**Task goal:** Copy all of the rows below, substituting "Please mark" for each "Please locate" and leaving everything else unchanged.

====================

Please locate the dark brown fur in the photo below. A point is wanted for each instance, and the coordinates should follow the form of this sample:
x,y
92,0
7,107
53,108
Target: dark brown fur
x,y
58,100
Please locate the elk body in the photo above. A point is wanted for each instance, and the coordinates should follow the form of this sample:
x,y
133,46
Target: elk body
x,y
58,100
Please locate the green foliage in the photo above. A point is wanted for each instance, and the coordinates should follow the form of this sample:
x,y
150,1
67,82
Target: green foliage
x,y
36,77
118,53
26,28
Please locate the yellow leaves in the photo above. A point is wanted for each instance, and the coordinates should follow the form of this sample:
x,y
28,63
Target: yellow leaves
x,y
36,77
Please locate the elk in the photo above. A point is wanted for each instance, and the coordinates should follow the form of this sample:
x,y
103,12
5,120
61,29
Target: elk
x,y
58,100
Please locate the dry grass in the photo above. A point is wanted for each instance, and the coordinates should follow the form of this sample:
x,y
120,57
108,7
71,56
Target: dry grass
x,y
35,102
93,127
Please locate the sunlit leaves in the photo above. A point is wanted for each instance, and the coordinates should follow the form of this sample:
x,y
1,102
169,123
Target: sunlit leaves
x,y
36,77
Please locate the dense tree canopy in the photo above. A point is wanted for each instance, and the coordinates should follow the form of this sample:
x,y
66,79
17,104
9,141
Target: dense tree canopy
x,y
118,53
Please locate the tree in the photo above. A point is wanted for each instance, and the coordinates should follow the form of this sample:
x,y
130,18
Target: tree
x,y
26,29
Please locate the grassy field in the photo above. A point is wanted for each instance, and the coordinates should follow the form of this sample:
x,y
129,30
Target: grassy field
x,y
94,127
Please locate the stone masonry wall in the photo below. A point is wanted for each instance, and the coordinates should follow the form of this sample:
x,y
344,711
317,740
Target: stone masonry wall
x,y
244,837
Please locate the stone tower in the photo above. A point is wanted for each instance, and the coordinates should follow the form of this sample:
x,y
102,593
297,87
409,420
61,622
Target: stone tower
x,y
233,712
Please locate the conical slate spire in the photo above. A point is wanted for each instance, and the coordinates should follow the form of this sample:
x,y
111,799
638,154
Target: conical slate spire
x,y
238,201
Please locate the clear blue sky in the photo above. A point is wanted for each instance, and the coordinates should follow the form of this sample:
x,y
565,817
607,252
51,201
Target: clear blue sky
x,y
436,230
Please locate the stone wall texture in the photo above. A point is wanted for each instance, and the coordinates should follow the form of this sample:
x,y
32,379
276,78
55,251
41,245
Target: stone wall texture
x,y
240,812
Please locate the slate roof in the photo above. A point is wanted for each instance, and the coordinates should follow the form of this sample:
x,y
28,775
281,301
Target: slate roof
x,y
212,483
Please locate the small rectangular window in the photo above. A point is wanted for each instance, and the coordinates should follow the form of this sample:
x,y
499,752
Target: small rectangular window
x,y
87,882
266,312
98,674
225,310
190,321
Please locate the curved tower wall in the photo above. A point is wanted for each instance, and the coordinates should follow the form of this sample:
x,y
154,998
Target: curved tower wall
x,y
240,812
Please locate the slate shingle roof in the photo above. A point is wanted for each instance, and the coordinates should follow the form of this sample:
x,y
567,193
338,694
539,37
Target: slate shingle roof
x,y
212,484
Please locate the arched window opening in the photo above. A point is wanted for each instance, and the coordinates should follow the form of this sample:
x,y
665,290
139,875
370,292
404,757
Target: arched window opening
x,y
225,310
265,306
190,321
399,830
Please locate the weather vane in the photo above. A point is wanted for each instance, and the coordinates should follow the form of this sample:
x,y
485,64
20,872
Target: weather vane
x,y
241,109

====================

**Exercise answer:**
Please mark the dark brown fur in the photo below. A point is wanted for each instance, and the coordinates should follow the form of this sample:
x,y
92,0
7,107
53,108
Target: dark brown fur
x,y
58,100
Please mark the elk body in the photo above. A point is wanted for each instance, and the coordinates should follow the form of this sample:
x,y
133,46
Target: elk body
x,y
58,100
Please mark the green foliage in the photo above. A point is wanted for each instance, and the coordinates should follow the form of this sample:
x,y
150,1
67,82
Target: green foliage
x,y
36,77
118,53
26,28
Please mark the yellow leaves in the photo above. A point is wanted for each instance, and the coordinates should follow the form of this sample:
x,y
28,63
Target: yellow leaves
x,y
36,77
Please mark the elk in the photo above. A point is wanted for each instance, and the coordinates should follow the form of this sample:
x,y
103,12
5,120
61,29
Target: elk
x,y
58,100
Please mark the dry grass in the photo above. A point is wanted for each instance, and the coordinates should follow the form of this sample:
x,y
120,57
108,7
71,56
Target: dry grass
x,y
35,102
93,127
Please mark the sunlit leaves in the photo above. A point is wanted for each instance, and the coordinates should follow the form of this sample:
x,y
1,102
169,123
Target: sunlit leaves
x,y
36,77
Please mark the dense tree canopy in the photo above. A point is wanted for each instance, and the coordinates should follow the form of this sample:
x,y
66,79
17,104
9,141
Target: dense tree canopy
x,y
118,53
Please mark the tree in the photo above. A point is wanted for each instance, and the coordinates should follow the form of this sample:
x,y
130,18
Target: tree
x,y
26,29
Please mark the grassy field in the photo above. A point is wanted for each instance, and the coordinates should follow the form of this sample:
x,y
129,30
Target: grassy field
x,y
94,127
Please mark the stone masonry wall in the photo below. A point is wanted for each instance, and the coordinates should follow the form of this sample:
x,y
344,711
317,740
Target: stone masonry wall
x,y
244,837
Please mark the stone tower in the photo above. A point is wanted for each instance, and the coordinates should follow the form of this sample:
x,y
102,593
297,87
409,420
61,622
Target: stone tower
x,y
233,712
Please mark the conical slate spire in the photo above. A point is wanted for each instance, and the coordinates should follow the form of this sample:
x,y
111,799
638,154
Target: conical slate spire
x,y
238,201
Please mark the clear blue sky in the photo above. A point is wanted for each instance, and the coordinates should follow the form of this sample:
x,y
565,817
607,252
51,201
Target: clear blue sky
x,y
436,230
Please mark the stone wall texture in the photo above. A point is wanted for each instance, and the coordinates should follow the form of this sample:
x,y
32,379
276,78
55,251
41,245
Target: stone wall texture
x,y
240,812
Please mark the slate roof in the photo above. A point is wanted for each instance, and the coordinates should follow the form of this sample:
x,y
28,775
281,301
Target: slate roof
x,y
212,483
Please mark the small rectangular window in the photo above. A point is wanted for each instance, and the coordinates should follow the form of this sample:
x,y
499,752
Target: small rectangular window
x,y
87,882
266,312
98,674
225,310
190,321
Please mark the curved tower wall in the photo above. A point is wanted for each instance, and the coordinates should follow the form of this sample:
x,y
154,998
Target: curved tower wall
x,y
240,812
Please mark the slate shingle roof in the photo above. A point is wanted for each instance, and the coordinates should follow the form of this sample:
x,y
567,193
338,694
539,37
Target: slate shingle roof
x,y
212,484
Please mark the arched window opening in the photo above. A point is wanted for each instance, and the coordinates should follow the form of this sample:
x,y
665,290
139,875
370,292
404,757
Target: arched window opening
x,y
225,310
265,306
190,321
399,830
Please mark the weather vane in the photo above. A point is wanted for each instance, and the coordinates should follow the form of this sample:
x,y
485,64
20,872
Target: weather vane
x,y
241,109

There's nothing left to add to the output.